:: Enunciado da tarefa ::
Reproduza fielmente, linha por linha, todos os registros abaixo.

:: Registros fornecidos ::
──────
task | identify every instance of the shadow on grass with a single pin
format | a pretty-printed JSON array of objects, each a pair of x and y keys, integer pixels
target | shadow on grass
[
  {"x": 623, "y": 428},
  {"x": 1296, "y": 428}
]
──────
:: Solução do exercício ::
task | identify every instance of the shadow on grass with a single pin
format | a pretty-printed JSON array of objects, each a pair of x and y keys, integer pixels
target | shadow on grass
[
  {"x": 623, "y": 428},
  {"x": 1296, "y": 428}
]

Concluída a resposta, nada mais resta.